## Requirement
Rescale everything in the listing below, from the line containing "[ long barred tail ]" down to the end of the listing, both included: give every line again with the requests unchanged, and multiply each bounding-box coordinate in the answers by 2.4, rounding to whole numbers with halves rounded up. Omit the pictures from your reply.

┏━━

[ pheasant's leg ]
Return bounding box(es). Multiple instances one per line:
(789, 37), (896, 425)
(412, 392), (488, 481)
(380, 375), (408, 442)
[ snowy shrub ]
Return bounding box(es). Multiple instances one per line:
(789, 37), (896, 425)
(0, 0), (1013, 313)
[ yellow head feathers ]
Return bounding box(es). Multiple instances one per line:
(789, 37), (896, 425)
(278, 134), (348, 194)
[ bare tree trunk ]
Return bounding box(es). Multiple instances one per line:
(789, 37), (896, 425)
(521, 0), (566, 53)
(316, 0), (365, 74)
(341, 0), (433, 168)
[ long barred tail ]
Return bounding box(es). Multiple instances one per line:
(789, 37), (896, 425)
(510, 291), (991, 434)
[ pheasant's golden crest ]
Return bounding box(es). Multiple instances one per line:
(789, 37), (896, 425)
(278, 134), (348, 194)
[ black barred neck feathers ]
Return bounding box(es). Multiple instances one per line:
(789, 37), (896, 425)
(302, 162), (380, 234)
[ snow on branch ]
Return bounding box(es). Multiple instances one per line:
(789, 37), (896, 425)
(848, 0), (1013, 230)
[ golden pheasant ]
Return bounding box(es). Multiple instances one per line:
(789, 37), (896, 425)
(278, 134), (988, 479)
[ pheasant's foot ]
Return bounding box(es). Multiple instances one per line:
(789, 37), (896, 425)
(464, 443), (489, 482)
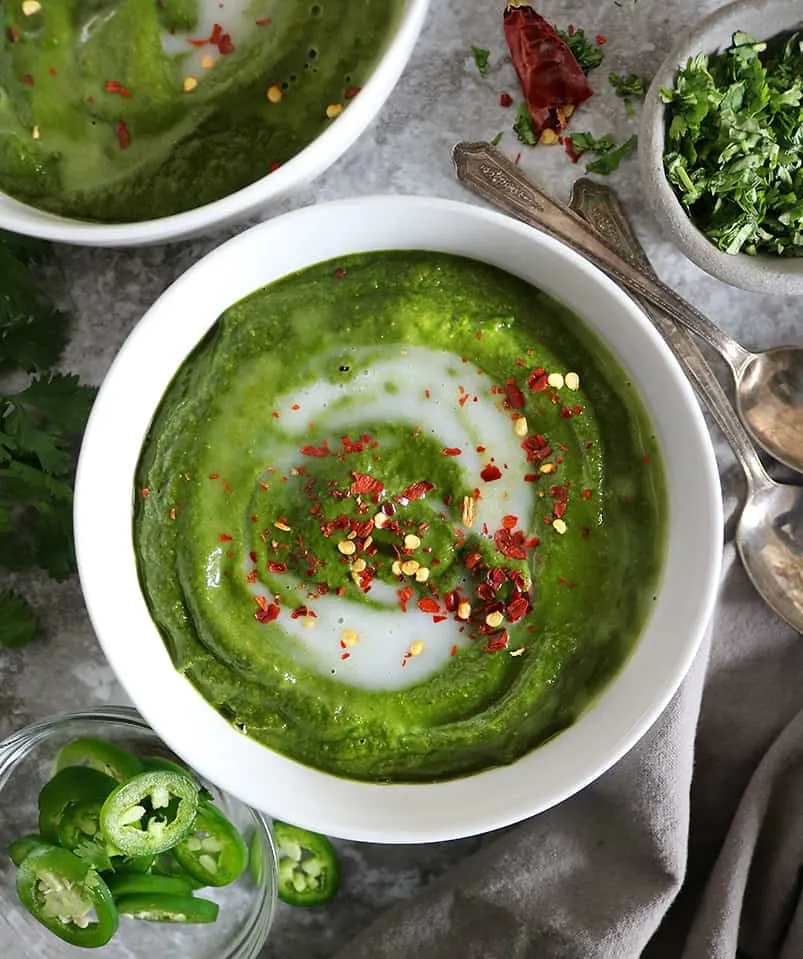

┗━━

## Reply to the exercise
[ long barred tail ]
Return bounding box(es). Multiple instances one per line:
(789, 37), (896, 425)
(1224, 698), (2378, 1042)
[ pheasant's golden crest ]
Return bounding box(es). Multiple instances one per line:
(789, 37), (896, 425)
(667, 322), (835, 466)
[ black barred neck feathers ]
Return bounding box(es). Multiple instances one per line:
(789, 37), (896, 425)
(725, 389), (912, 562)
[ snow on branch ]
Return bounding box(es). Multiple instances one per line:
(789, 37), (896, 425)
(2035, 0), (2431, 552)
[ golden pheasant ]
Return bounding box(es). Multiple instances one per line:
(789, 37), (896, 425)
(667, 322), (2371, 1150)
[ pheasant's foot ]
Return bounding box(es). Multiple instances one per line:
(789, 37), (896, 425)
(1114, 1063), (1174, 1157)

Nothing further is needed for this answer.